TASK GOAL:
Pull out each line of the material below that contains the word "patty". The match is case-sensitive.
START MATERIAL PROVIDED
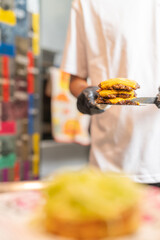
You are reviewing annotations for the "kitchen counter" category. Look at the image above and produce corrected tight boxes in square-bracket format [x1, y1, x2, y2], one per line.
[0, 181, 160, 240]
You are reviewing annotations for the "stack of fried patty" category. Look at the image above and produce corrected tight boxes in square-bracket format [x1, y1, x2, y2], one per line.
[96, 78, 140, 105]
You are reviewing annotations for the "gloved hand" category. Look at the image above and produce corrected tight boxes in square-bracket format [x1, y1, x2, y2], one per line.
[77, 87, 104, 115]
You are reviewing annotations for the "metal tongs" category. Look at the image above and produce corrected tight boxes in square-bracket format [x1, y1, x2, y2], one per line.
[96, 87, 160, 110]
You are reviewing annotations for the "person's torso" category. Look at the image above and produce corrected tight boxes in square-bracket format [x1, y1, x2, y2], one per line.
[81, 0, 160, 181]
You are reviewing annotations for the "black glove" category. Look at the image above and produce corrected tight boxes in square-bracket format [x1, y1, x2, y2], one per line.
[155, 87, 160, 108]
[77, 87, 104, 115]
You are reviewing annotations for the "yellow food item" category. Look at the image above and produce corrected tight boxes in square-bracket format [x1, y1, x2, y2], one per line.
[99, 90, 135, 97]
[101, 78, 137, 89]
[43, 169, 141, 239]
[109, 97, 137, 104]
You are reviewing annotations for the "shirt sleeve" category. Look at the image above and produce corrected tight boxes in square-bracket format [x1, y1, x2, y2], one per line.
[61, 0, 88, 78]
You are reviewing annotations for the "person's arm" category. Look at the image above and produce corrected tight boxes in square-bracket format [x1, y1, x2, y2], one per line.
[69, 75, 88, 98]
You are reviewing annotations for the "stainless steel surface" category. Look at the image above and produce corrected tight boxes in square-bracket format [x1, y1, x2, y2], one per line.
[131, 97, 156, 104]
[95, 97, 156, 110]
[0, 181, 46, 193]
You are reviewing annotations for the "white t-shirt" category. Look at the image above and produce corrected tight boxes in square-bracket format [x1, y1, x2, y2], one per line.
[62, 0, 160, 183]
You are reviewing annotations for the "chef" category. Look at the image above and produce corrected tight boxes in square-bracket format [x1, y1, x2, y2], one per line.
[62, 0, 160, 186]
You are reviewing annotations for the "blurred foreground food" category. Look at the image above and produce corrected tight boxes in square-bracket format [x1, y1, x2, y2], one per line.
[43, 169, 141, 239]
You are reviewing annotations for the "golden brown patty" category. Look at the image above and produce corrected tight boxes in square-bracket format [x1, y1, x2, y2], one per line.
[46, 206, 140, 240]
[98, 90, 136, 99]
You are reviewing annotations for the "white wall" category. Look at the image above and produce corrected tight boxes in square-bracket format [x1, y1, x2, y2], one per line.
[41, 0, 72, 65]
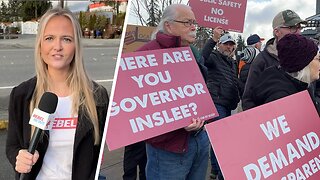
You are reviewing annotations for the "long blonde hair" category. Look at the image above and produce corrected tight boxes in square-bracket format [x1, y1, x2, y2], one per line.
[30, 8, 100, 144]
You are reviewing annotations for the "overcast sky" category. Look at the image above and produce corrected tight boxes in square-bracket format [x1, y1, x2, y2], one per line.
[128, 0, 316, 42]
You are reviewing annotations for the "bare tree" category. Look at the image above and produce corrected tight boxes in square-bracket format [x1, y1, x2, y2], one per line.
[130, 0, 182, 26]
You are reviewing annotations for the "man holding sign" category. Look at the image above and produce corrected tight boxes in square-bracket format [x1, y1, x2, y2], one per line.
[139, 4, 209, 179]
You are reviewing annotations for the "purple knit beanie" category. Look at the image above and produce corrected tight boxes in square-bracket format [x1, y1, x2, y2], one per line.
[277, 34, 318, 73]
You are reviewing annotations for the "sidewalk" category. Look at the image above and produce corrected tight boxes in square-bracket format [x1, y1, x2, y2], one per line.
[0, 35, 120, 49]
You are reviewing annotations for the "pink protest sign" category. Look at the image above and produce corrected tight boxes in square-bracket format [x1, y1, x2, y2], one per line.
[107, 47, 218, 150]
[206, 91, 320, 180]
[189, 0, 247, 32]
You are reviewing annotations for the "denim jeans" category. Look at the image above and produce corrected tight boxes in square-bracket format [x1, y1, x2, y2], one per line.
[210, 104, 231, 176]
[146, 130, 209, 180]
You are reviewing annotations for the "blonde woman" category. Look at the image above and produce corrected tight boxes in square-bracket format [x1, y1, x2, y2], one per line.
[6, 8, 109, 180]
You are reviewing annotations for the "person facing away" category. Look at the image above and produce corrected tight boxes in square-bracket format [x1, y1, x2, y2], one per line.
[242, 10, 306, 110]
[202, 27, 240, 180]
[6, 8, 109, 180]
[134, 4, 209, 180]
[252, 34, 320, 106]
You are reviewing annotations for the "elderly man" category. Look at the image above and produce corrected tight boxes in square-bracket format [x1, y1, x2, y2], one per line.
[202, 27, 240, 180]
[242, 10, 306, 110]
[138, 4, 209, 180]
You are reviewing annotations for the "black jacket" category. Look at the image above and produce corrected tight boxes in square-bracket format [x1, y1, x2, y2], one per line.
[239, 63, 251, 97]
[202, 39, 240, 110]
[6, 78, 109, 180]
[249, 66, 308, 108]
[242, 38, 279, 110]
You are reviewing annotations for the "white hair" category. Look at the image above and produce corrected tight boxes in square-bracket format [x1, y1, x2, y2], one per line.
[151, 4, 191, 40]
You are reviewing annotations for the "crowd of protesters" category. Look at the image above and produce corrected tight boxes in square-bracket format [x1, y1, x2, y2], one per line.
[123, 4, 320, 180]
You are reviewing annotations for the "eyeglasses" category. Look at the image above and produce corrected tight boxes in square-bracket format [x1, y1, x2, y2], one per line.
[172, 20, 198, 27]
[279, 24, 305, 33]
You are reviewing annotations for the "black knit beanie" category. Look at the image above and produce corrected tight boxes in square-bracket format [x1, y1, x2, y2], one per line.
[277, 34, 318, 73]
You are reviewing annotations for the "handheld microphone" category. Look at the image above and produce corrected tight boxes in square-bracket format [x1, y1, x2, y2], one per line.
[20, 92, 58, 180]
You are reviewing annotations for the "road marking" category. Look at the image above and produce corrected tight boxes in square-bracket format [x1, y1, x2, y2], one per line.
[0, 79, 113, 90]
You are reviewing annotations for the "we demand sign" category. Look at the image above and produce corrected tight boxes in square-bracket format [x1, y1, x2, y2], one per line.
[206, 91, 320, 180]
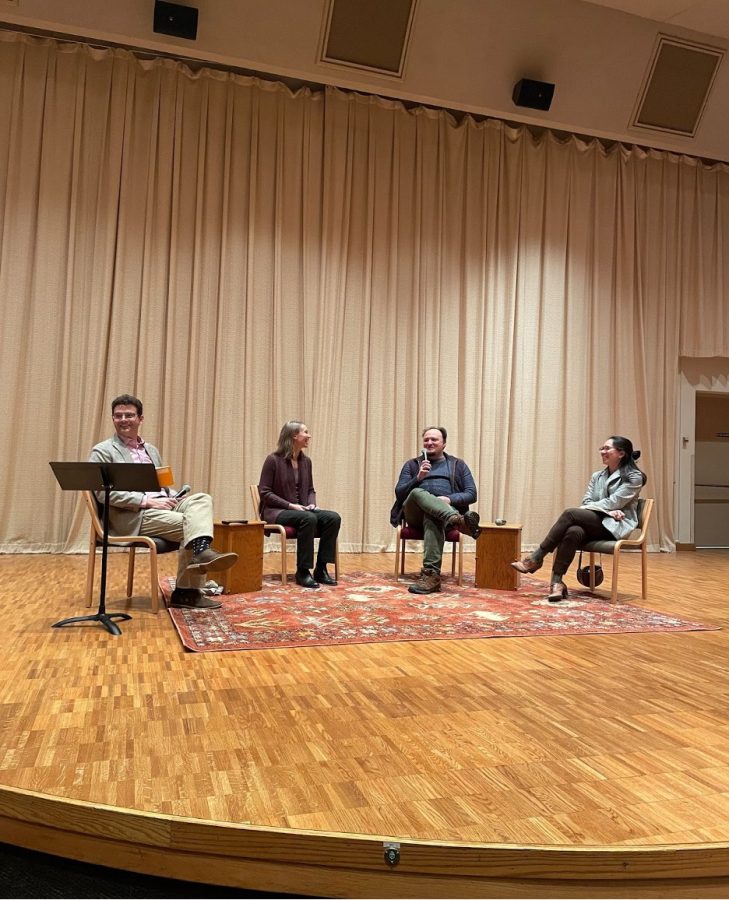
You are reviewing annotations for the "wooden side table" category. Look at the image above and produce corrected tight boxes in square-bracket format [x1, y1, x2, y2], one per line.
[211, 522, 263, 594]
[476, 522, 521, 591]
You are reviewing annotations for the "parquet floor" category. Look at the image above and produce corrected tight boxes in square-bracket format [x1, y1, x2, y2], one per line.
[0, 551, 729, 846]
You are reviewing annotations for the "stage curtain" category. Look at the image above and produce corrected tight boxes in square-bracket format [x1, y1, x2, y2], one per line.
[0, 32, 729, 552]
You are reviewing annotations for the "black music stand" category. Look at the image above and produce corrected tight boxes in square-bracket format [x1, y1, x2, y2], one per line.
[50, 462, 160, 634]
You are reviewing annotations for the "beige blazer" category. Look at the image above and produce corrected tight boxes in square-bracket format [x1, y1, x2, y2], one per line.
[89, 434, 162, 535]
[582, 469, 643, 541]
END MATERIAL PROVIDED
SOLUTION FOR THIS PROBLEM:
You are reviewing annotations for the "stack of fried patty" category. Look at the image above and produce corrected tight boxes in square-bracket format [x1, y1, x2, y2], one per line.
You are reviewing annotations for the "golden brown patty" category. Look at the image above and produce corrected tight boxes in square-bracket format [x1, y1, x2, y2], one per line.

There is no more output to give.